Exercise details: Return the records below word for word, omitting the pictures.

Data supplied:
########

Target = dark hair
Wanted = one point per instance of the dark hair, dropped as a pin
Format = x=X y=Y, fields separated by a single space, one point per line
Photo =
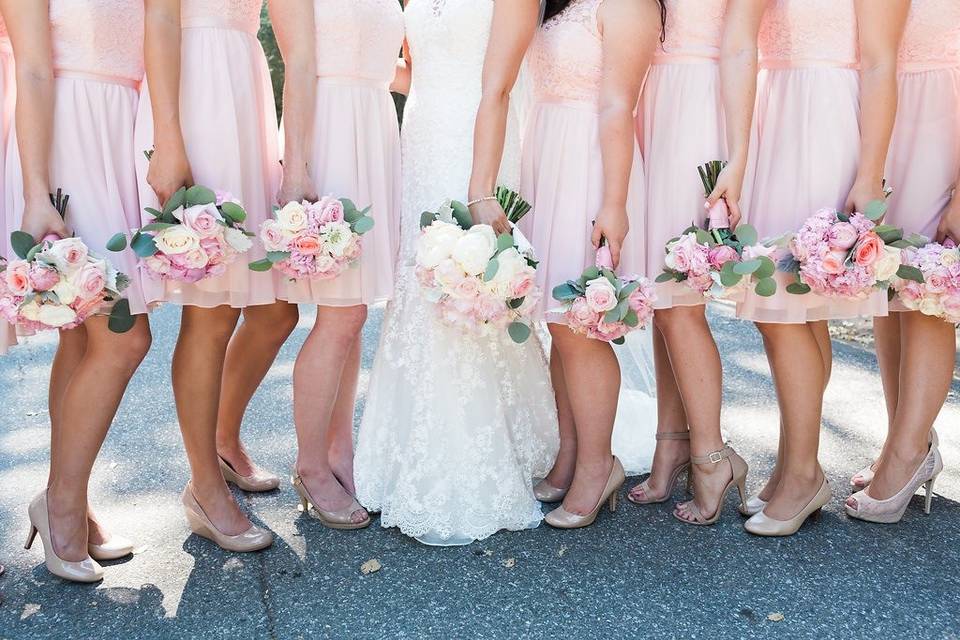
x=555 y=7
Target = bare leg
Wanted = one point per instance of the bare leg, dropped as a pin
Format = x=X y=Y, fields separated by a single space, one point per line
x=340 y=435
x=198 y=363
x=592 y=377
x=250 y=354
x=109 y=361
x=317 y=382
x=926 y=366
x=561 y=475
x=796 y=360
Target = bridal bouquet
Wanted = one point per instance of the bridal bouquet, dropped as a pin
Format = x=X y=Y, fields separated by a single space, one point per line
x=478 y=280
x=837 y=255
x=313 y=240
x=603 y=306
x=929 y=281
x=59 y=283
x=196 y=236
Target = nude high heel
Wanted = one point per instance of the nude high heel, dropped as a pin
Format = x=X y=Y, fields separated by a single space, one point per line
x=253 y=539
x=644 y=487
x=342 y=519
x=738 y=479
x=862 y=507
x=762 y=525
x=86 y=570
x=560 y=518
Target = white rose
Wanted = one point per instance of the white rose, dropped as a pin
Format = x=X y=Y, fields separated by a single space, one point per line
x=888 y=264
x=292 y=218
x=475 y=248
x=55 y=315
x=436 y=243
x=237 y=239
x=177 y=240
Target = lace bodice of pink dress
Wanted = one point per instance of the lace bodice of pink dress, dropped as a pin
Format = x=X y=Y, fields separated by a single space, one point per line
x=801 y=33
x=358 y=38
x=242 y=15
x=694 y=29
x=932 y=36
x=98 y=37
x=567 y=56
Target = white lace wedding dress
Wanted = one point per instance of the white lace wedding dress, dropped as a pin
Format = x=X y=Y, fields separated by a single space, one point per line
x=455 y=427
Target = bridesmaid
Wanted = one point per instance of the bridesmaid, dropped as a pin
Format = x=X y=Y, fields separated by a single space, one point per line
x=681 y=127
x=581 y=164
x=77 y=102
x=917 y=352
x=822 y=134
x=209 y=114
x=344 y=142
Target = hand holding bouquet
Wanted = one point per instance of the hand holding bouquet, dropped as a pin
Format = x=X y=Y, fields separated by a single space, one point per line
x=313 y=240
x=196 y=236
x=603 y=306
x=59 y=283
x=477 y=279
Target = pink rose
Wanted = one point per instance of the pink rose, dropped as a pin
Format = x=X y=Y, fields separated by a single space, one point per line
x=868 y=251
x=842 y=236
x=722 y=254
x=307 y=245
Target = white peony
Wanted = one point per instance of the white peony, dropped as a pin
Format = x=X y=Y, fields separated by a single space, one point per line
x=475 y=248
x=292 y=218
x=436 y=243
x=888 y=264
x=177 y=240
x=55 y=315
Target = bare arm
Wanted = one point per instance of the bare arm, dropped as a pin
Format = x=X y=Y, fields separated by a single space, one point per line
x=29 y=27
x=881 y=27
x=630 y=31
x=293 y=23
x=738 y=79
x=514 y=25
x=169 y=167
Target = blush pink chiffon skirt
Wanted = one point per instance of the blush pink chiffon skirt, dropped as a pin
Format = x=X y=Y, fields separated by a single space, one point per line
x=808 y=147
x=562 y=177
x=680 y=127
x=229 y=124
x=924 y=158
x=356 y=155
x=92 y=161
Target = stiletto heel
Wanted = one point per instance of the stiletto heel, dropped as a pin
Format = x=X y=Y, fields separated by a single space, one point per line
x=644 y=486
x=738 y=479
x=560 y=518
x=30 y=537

########

Exercise result:
Target = dark hair
Wanted = one point per instance of the dark hair, dropped as a pin
Format = x=X y=Y, fields separated by a single space, one point per line
Photo =
x=555 y=7
Target = bare leg
Wanted = one point per instance of the bare leg, dropped as a pin
Format = x=X y=Y, fields separated by a single space, one point per line
x=340 y=435
x=198 y=363
x=592 y=377
x=250 y=354
x=109 y=361
x=317 y=382
x=926 y=366
x=561 y=475
x=796 y=360
Target = bridal bouquet
Wanted = one point per instance of the bridal bouquet, dropped as a pin
Format = x=X y=Y, fields separated by a single space, one point per line
x=478 y=280
x=837 y=255
x=313 y=240
x=603 y=306
x=929 y=281
x=59 y=283
x=196 y=236
Target = nude high heel
Wanted = one point per instance of the nude high heel, dropped as a pin
Format = x=X y=Y, fields separated by a single space, one point per line
x=253 y=539
x=644 y=487
x=342 y=519
x=738 y=479
x=862 y=507
x=762 y=525
x=86 y=570
x=560 y=518
Target = white rose
Wanted = one point per instance of the white rose, dropped as a pin
Format = x=X y=Y, fields separated by a single space, one point per line
x=888 y=264
x=292 y=218
x=475 y=248
x=55 y=315
x=436 y=243
x=237 y=239
x=177 y=240
Target = lace bodice of pink dress
Wanted = one point per instance of the lace bodice of pink dress, dropped as a pin
Format = x=X y=Y, fields separated by a single space, one point per line
x=801 y=33
x=358 y=38
x=242 y=15
x=694 y=29
x=932 y=36
x=98 y=37
x=567 y=56
Target = white lace wedding dress
Wanted = one point per instance of the white lace wedding dress, dropped as a pin
Format = x=X y=Y, fields separated by a single space, one point per line
x=455 y=427
Target = bridesmaid
Wanted = one point per instance of the bridesmaid, dropped as a pin
Format = x=X y=Y, fields separated by a single space, one point per line
x=681 y=127
x=581 y=164
x=77 y=102
x=917 y=352
x=822 y=134
x=209 y=114
x=344 y=142
Target = hand holding bouquet
Wanted = one point per instance of the hand holding bouquet, dropped as a pin
Format = x=X y=Y, fields separated by a single space, one point per line
x=313 y=240
x=196 y=236
x=603 y=306
x=59 y=283
x=477 y=279
Target = pink rose
Wanted = one point per instance of the pink rose, dropped as a pin
Format = x=X y=Y, fields separated by a single space, one point per line
x=868 y=251
x=842 y=236
x=722 y=254
x=307 y=245
Target = white peony
Wanted = one point per instance of the white peony, dropped as a pin
Format = x=X y=Y, fields separated by a single space, one point per line
x=475 y=248
x=292 y=218
x=436 y=243
x=888 y=264
x=177 y=240
x=55 y=315
Target = bare arm
Wanted = one point per instance of the bare arm, dropped as a pin
Format = x=X y=Y, fields separated by a single space, one point per line
x=29 y=27
x=881 y=27
x=630 y=31
x=293 y=23
x=738 y=79
x=514 y=25
x=169 y=167
Target = blush pink chiffon skirt
Wanted = one point per instance of the blush pink chiffon skirt, dropped as a pin
Format = x=X y=Y, fields separated by a single space, one point per line
x=808 y=147
x=562 y=177
x=680 y=127
x=229 y=124
x=924 y=158
x=356 y=155
x=92 y=161
Target = stiletto heel
Wanted = one point per instance of the stiletto heel, dropped as a pin
Format = x=X y=Y, fields separated by a single space, one point per line
x=644 y=486
x=738 y=479
x=560 y=518
x=30 y=537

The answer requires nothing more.